This is the mail archive of the gcc@gcc.gnu.org mailing list for the GCC project.

Index Nav:	[Date Index] [Subject Index] [Author Index] [Thread Index]
Message Nav:	[Date Prev] [Date Next]	[Thread Prev] [Thread Next]
Other format:	[Raw text]

Re: x86 gcc lacks simple optimization

From: Richard Biener <richard dot guenther at gmail dot com>
To: Konstantin Vladimirov <konstantin dot vladimirov at gmail dot com>
Cc: GCC Development <gcc at gcc dot gnu dot org>, GCC-help <gcc-help at gcc dot gnu dot org>
Date: Fri, 6 Dec 2013 15:17:14 +0100
Subject: Re: x86 gcc lacks simple optimization
Authentication-results: sourceware.org; auth=none
References: <CADn89gRZPDo1Z4gvime-PTC9aaeO6G5jgbN+0hOSZrnD8M1vtw at mail dot gmail dot com> <CAFiYyc0kZGi5XgXikvhqH5kHCXgBc=HtrB5OXHrqv2Z+HdNmhg at mail dot gmail dot com> <CADn89gSK0P4qXfGTNddW43XnP4KzThwNTQOBBNFBP9fO=raV3g at mail dot gmail dot com> <CAFiYyc30jVTphXoOeSnf9DbqpMg=C3069ZGWaBFVj1yAzbLMqg at mail dot gmail dot com> <CADn89gRQmp_yTmW+8aWpWMxZckV0GAVUFgZZ8W1-RSki4QqiBA at mail dot gmail dot com>

On Fri, Dec 6, 2013 at 2:52 PM, Konstantin Vladimirov
<konstantin.vladimirov@gmail.com> wrote:
> Hi,
>
> Richard, I tried to add LSHIFT_EXPR case to tree-scalar-evolution.c
> and now it yields code like (x86 again):
>
> .L5:
> movzbl 4(%esi,%eax,4), %edx
> movb %dl, 4(%ebx,%eax,4)
> addl $1, %eax
> cmpl %ecx, %eax
> jne .L5
>
> So, excessive lea is gone. It is great, thank you so much. But I
> wonder what else can I do to move add upper to simplify memory
> accesses (I am guessing, this is some arithmetical re-associations,
> still not sure where to look). For architecture, I am working on, it
> is important. What would you advise?

· · · ·

Continue the GCC mailing-list message on the missing x86 optimization, starting right after its last line.

· · · ·

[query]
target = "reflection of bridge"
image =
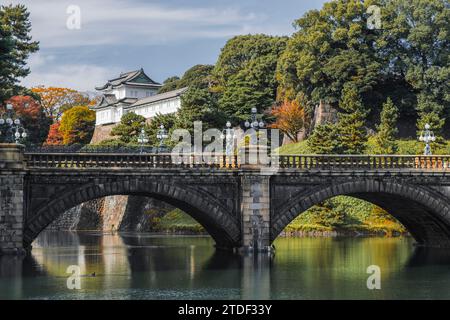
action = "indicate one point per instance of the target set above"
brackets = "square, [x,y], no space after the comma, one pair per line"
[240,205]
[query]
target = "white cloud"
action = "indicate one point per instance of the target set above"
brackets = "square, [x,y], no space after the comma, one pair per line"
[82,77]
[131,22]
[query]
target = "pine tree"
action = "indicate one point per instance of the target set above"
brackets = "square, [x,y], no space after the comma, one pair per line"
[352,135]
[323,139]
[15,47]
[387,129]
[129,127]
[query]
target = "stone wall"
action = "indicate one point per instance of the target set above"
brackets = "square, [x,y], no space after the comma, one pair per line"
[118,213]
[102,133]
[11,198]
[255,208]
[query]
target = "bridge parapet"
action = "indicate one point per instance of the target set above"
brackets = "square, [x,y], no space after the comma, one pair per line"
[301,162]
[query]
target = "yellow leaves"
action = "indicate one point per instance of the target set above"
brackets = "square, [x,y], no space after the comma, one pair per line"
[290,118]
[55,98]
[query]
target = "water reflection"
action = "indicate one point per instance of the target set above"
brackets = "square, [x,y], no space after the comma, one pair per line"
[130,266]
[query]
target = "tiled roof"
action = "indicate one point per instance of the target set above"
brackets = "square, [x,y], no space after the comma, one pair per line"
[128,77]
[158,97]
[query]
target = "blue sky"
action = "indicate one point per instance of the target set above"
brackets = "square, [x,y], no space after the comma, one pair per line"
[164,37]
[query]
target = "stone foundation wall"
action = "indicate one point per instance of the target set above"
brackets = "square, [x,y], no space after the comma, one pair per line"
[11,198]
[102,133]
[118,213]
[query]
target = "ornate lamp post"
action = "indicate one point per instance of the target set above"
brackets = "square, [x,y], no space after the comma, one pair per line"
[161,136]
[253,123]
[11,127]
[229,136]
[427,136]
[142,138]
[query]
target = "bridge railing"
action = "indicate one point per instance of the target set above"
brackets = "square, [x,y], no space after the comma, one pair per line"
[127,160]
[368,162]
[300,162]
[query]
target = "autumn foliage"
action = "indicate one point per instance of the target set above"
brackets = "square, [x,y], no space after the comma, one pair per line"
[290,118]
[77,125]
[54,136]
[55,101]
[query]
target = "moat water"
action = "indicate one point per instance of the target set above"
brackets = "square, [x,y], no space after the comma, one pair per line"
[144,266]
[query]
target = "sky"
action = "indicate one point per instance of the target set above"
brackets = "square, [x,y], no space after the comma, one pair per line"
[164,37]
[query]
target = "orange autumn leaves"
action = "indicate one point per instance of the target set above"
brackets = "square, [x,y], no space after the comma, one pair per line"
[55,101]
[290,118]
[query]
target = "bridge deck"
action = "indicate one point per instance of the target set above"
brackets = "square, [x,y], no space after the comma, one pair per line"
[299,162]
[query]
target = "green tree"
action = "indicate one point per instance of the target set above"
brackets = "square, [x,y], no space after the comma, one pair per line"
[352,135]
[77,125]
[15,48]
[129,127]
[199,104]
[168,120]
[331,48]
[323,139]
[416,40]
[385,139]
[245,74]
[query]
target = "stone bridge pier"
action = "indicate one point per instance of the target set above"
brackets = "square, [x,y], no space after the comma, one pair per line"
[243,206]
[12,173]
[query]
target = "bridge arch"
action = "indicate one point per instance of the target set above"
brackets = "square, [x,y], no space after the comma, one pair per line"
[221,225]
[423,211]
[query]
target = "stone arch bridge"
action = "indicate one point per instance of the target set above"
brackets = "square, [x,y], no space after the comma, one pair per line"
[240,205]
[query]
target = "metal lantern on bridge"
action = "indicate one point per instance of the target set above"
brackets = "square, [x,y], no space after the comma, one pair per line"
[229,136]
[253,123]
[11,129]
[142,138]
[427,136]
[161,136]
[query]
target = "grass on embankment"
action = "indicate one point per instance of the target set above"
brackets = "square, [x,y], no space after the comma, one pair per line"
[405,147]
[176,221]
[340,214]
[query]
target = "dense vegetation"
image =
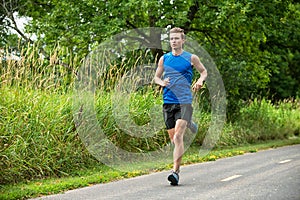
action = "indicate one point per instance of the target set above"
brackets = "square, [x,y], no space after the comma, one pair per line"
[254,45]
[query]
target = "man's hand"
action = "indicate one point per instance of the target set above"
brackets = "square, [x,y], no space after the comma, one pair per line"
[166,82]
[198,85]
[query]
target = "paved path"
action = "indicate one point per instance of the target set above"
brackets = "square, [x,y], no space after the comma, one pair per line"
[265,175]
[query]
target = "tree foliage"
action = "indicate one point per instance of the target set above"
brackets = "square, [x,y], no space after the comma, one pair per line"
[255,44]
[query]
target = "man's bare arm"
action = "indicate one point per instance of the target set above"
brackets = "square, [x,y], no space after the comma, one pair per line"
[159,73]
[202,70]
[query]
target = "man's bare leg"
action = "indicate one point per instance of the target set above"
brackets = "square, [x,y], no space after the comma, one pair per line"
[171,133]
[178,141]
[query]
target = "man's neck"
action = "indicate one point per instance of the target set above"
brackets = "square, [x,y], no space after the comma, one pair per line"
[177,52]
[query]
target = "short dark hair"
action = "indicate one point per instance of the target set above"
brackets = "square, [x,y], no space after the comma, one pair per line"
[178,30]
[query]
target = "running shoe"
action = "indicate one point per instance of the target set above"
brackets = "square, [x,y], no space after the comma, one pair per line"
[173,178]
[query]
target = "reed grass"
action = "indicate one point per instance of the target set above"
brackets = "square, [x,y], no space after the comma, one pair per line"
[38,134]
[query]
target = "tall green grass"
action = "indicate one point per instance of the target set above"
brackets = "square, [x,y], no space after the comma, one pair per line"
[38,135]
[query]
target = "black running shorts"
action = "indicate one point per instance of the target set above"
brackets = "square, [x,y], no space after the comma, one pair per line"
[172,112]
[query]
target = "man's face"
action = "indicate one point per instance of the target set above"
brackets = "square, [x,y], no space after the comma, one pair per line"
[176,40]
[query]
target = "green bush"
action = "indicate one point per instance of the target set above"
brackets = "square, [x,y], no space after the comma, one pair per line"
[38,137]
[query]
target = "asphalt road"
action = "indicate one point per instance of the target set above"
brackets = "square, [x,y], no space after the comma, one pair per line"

· · · ·

Answer to this problem
You need to look at IVOPTs and how it arrives at the choice of
induction variables.

Richard.

> ---
> With best regards, Konstantin
>
> On Fri, Dec 6, 2013 at 2:25 PM, Richard Biener
> <richard.guenther@gmail.com> wrote:
>> On Fri, Dec 6, 2013 at 11:19 AM, Konstantin Vladimirov
>> <konstantin.vladimirov@gmail.com> wrote:
>>> Hi,
>>>
>>> nothing changes if everything is unsigned and we are guaranteed to not
>>> raise UB on overflow:
>>>
>>> unsigned foo(unsigned char *t, unsigned char *v, unsigned w)
>>> {
>>> unsigned i;
>>>
>>> for (i = 1; i != w; ++i)
>>> {
>>> unsigned x = i << 2;
>>> v[x + 4] = t[x + 4];
>>> }
>>>
>>> return 0;
>>> }
>>>
>>> yields:
>>>
>>> .L5:
>>> leal 0(,%eax,4), %edx
>>> addl $1, %eax
>>> movzbl 4(%edi,%edx), %ecx
>>> cmpl %ebx, %eax
>>> movb %cl, 4(%esi,%edx)
>>> jne .L5
>>>
>>> What is SCEV infrastructure (guessing scalar evolutions?) and what
>>> files/passes to look in?
>>
>> tree-scalar-evolution.c, look at where it handles MULT_EXPR but
>> lacks LSHIFT_EXPR support.
>>
>> Richard.
>>
>>> ---
>>> With best regards, Konstantin
>>>
>>> On Fri, Dec 6, 2013 at 2:10 PM, Richard Biener
>>> <richard.guenther@gmail.com> wrote:
>>>> On Fri, Dec 6, 2013 at 9:30 AM, Konstantin Vladimirov
>>>> <konstantin.vladimirov@gmail.com> wrote:
>>>>> Hi,
>>>>>
>>>>> Consider code:
>>>>>
>>>>> int foo(char *t, char *v, int w)
>>>>> {
>>>>> int i;
>>>>>
>>>>> for (i = 1; i != w; ++i)
>>>>> {
>>>>> int x = i << 2;
>>>>> v[x + 4] = t[x + 4];
>>>>> }
>>>>>
>>>>> return 0;
>>>>> }
>>>>>
>>>>> Compile it to x86 (I used both gcc 4.7.2 and gcc 4.8.1) with options:
>>>>>
>>>>> gcc -O2 -m32 -S test.c
>>>>>
>>>>> You will see loop, formed like:
>>>>>
>>>>> .L5:
>>>>> leal 0(,%eax,4), %edx
>>>>> addl $1, %eax
>>>>> movzbl 4(%edi,%edx), %ecx
>>>>> cmpl %ebx, %eax
>>>>> movb %cl, 4(%esi,%edx)
>>>>> jne .L5
>>>>>
>>>>> But it can be easily simplified to something like this:
>>>>>
>>>>> .L5:
>>>>> addl $1, %eax
>>>>> movzbl (%esi,%eax,4), %edx
>>>>> cmpl %ecx, %eax
>>>>> movb %dl, (%ebx,%eax,4)
>>>>> jne .L5
>>>>>
>>>>> (i.e. left shift may be moved to address).
>>>>>
>>>>> First question to gcc-help maillist. May be there are some options,
>>>>> that I've missed, and there IS a way to explain gcc my intention to do
>>>>> this?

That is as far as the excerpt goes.